(Dataset records)
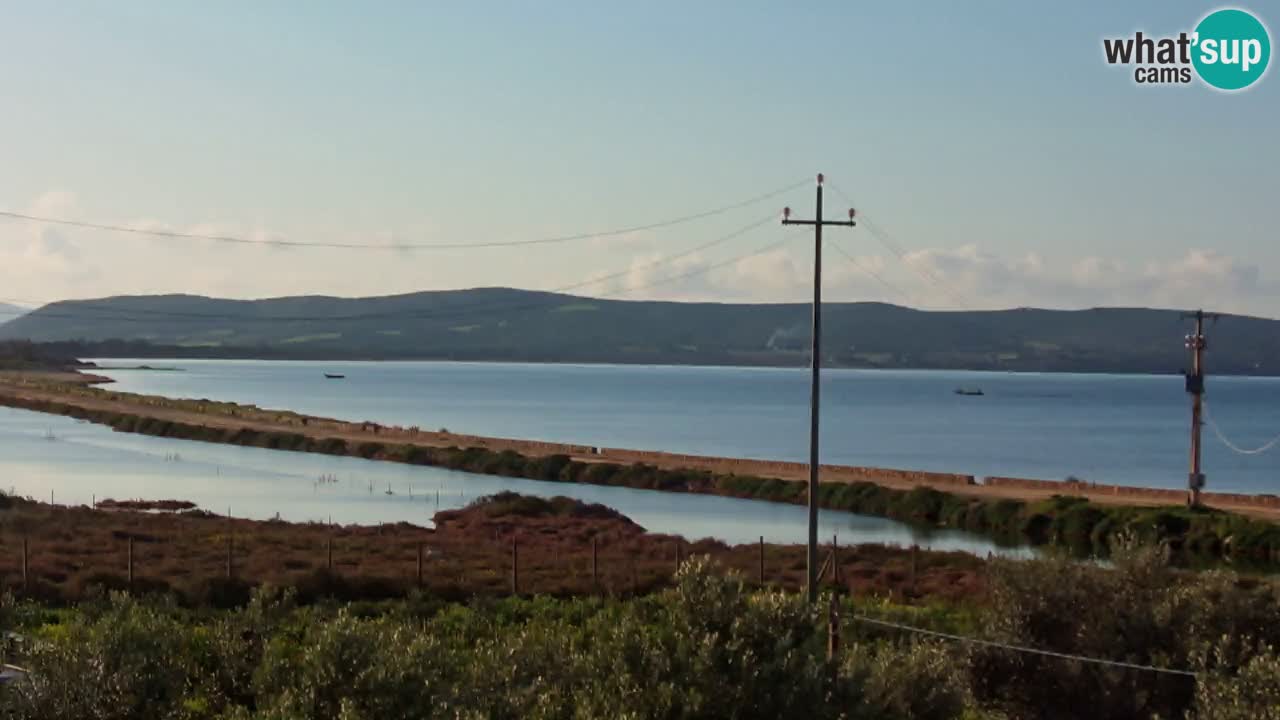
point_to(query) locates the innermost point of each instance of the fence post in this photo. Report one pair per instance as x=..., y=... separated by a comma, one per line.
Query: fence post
x=833, y=628
x=420, y=564
x=762, y=560
x=915, y=551
x=515, y=566
x=835, y=559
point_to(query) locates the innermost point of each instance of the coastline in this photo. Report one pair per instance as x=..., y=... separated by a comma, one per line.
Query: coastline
x=83, y=391
x=1080, y=516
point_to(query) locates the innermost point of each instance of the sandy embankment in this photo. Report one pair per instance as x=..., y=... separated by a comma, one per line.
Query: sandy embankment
x=73, y=388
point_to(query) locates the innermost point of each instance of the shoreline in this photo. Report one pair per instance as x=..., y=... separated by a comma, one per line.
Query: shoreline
x=1083, y=518
x=81, y=390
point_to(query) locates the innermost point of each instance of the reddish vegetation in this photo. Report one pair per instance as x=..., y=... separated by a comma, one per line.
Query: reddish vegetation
x=74, y=550
x=163, y=505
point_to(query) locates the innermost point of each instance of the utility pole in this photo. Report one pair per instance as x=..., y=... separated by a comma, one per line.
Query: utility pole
x=1196, y=387
x=816, y=365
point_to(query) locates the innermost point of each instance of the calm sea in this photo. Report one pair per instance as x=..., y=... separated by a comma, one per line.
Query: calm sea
x=1128, y=429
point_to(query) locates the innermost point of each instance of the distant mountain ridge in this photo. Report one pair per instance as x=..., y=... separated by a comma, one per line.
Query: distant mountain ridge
x=9, y=311
x=529, y=326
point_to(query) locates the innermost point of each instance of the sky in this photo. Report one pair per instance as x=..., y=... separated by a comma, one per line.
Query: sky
x=997, y=158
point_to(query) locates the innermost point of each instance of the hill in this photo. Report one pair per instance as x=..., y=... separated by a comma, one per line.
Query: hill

Work to be completed
Write the records above out again exactly, with no pictures in your copy.

Completed task
point_to(query) locates the innermost point of each instance of the fence post in this photo. Report one pair per instance as x=..., y=... separated by a comma, one per line.
Query: fence post
x=833, y=628
x=420, y=564
x=762, y=560
x=915, y=551
x=515, y=566
x=835, y=559
point_to(query) locates the innermost point of each instance of the coastline in this photo. Report one pair per instance as x=..., y=... separated by a comma, one per line.
Query: coastline
x=83, y=391
x=1080, y=516
point_to(query) locates the innermost point of each instance of the sandy embankment in this photo. Report one pair per instance as x=..., y=... separated by a comma, one per line.
Query: sandy embankment
x=73, y=388
point_to(query) locates the innermost point of each instance of the shoreline in this photo. Report one pair per instance as x=..., y=... separated by a comma, one per line.
Query: shoreline
x=1083, y=518
x=81, y=390
point_to(query) locates the innermost point of each instance of the reddish vegetation in this photo. Report one pair per instance as x=..., y=... separated by a comma, one per line.
Query: reddish vegetation
x=74, y=550
x=163, y=505
point_to(query) locates the innermost point of each instance of the utility pole in this photo. Report one pair per instance as x=..., y=... separated by a comma, one per line.
Query: utility pole
x=1196, y=387
x=816, y=365
point_to(query) locates the innermost point of each instance of the calm sea in this photo. Report one pair per instance as x=..., y=... separated by a comma, one per line.
Query: calm sea
x=1128, y=429
point_to(query) locates the innermost point of each instance of the distant mountain ridge in this photo. Report one pair per instance as x=..., y=... separated by a comma, one per line.
Query: distant mountain ridge
x=9, y=311
x=529, y=326
point_to(query) locates the innermost point of each instance of the sky in this photo. Report one pair per instance as x=..., y=... separated by a comma, one per line.
Query: sky
x=997, y=158
point_to(query) locates the innermost point of each instance of the hill in this photo. Report one pair per instance as x=..., y=... separated by a comma, one per line.
Query: hill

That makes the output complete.